_Исходный текст_.
»»
Кодификация налогового законодательства России. Научно-практические аспекты - страница 12
3. Формирование особого типа социального статуса личности, для которого свойственно преобладание коллективистских элементов правосознания и нежесткость линий дифференциации личности и государства…
…4. Тесная связь традиционной основы права и государства со спецификой православной ветви христианства с ее акцентами не на мирском жизнепонимании Бога и человека (католицизм) и тем более благословении стяжательства (протестантизм), а на духовной жизни человека с соответствующими этическими нормами (нестяжание, благочестие и т. д.)»[23].
В этой ситуации некритическое заимствование зарубежного права и попытки его модернизации, в частности путем кодификации, были крайне неэффективны. Причины столь поразительной неэффективности профессор Г.Ф. Шершеневич видел в том, что законодательство заимствовалось «у народов, с которыми Россия имела мало общего в культурном отношении», что «русскому обществу претило не само заимствование, а грубая форма его». По сути, речь шла о типологической несовместимости российского общества с обществом наиболее развитых стран Европы того времени[24].
««
_Список задач_.
1. Продублируйте из текста о кодификации налогового законодательства всё, что идет от «В этой ситуации» вниз до «Европы того времени[24].».
2. Назовите все ветви христианства, которые упомянуты в тексте о кодификации налогового законодательства.
3. Продолжите текст о кодификации налогового законодательства России, начав сразу после его последнего предложения.

_Предоставленные данные_.
»»
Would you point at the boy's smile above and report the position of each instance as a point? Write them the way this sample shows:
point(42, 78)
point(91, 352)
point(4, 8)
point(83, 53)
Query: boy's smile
««
_Ответы по заданиям_.
1.
В этой ситуации некритическое заимствование зарубежного права и попытки его модернизации, в частности путем кодификации, были крайне неэффективны. Причины столь поразительной неэффективности профессор Г.Ф. Шершеневич видел в том, что законодательство заимствовалось «у народов, с которыми Россия имела мало общего в культурном отношении», что «русскому обществу претило не само заимствование, а грубая форма его». По сути, речь шла о типологической несовместимости российского общества с обществом наиболее развитых стран Европы того времени[24].

2. Православие, католицизм, протестантизм.

3.
Второй подход, разделяемый большинством историков, исходит из того, что досоветская правовая культура, от Русской правды (XI в.) до октября 1917 г., отражает социально-экономическую и культурную отсталость России, что в сфере правовой культуры проявлялось в степени развития права и юридической техники, области управления и правосудия, общественного правосознания и авторитета закона и т. д. Э. Аннерс видит факторы такого развития российского права не только в авторитарном типе власти, который русские князья и цари даже после освобождения от татарского ига копировали у великих татарских ханов, но и в специфике социальной структуры общества. Он отмечает, что в России было небольшое число городов, которые к тому же не были столь свободны и сильны, как крупные западноевропейские торговые города. Э. Аннерс объясняет это отсутствием в них зажиточного и политически независимого слоя горожан, который смог бы уравновесить господство царей и крупных феодалов. Такие условия, по его мнению, сохранялись в России вплоть до Петра I и даже во многом – до 1917 г.[25]
Социально-экономическая и культурная отсталость России, в том числе в правовой сфере, объективно обусловливала необходимость заимствования (рецепции) права более развитых стран Европы. И это была еще одна особенность российских кодификаций. «Московское правительство, – писал профессор Г.Ф. Шершеневич, – широкою рукой черпало из иностранного права.»[26].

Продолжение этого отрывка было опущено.